### Records
## Begin
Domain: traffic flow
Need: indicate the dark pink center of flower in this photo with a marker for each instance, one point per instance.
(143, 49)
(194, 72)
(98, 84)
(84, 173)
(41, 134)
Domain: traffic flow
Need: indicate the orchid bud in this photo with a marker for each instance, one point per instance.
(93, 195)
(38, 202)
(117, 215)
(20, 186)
## End
## Begin
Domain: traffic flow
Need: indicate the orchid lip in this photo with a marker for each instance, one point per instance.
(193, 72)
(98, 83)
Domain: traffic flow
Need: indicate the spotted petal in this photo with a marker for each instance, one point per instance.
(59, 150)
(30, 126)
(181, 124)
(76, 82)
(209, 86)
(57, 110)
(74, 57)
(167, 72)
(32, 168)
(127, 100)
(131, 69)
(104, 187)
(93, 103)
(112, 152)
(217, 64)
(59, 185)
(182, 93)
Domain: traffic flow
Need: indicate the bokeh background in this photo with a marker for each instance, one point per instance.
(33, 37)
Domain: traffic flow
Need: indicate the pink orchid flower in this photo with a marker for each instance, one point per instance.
## End
## Begin
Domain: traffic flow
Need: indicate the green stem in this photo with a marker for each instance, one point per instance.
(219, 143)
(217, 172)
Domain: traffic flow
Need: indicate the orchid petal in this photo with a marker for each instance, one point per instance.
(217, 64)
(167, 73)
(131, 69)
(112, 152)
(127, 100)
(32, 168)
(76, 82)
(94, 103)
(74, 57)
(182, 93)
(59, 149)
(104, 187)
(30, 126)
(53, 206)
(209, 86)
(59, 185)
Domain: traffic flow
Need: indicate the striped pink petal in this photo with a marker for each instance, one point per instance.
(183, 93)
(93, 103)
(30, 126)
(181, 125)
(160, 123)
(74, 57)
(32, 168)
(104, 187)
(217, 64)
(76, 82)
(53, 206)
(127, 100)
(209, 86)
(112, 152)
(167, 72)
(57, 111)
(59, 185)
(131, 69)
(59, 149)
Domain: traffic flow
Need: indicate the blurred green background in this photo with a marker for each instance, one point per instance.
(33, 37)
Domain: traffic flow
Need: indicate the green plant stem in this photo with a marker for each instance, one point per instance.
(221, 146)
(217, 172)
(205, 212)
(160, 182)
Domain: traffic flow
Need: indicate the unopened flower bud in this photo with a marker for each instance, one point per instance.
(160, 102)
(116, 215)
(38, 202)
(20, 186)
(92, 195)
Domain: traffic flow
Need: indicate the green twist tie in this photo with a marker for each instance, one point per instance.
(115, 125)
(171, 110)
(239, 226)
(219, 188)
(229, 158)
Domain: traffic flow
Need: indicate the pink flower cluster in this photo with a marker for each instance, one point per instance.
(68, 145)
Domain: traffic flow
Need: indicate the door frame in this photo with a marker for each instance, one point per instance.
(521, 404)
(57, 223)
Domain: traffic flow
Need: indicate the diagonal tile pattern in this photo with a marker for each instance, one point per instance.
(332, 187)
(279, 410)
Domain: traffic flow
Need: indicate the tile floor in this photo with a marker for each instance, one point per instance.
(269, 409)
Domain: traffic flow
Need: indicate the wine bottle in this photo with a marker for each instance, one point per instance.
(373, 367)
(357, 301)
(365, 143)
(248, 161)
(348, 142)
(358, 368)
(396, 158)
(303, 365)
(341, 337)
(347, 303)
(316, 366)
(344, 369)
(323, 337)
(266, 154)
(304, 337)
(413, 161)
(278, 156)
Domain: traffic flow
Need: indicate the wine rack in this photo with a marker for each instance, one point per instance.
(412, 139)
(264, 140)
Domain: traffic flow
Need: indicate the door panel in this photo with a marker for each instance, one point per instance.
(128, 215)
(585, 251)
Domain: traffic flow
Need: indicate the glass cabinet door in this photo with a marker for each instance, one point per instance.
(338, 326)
## End
### Short problem
Which lines in the material above contain the word "door"? Pick out each of those lines and copy it.

### Answer to the problem
Need: indicate the door frame in this photo with a marker for each instance, one point per instance.
Need: indicate the door panel in this photo with a marker for each instance, one point per instance.
Need: indicate the glass cabinet door in this photo with a marker for each instance, one point per instance.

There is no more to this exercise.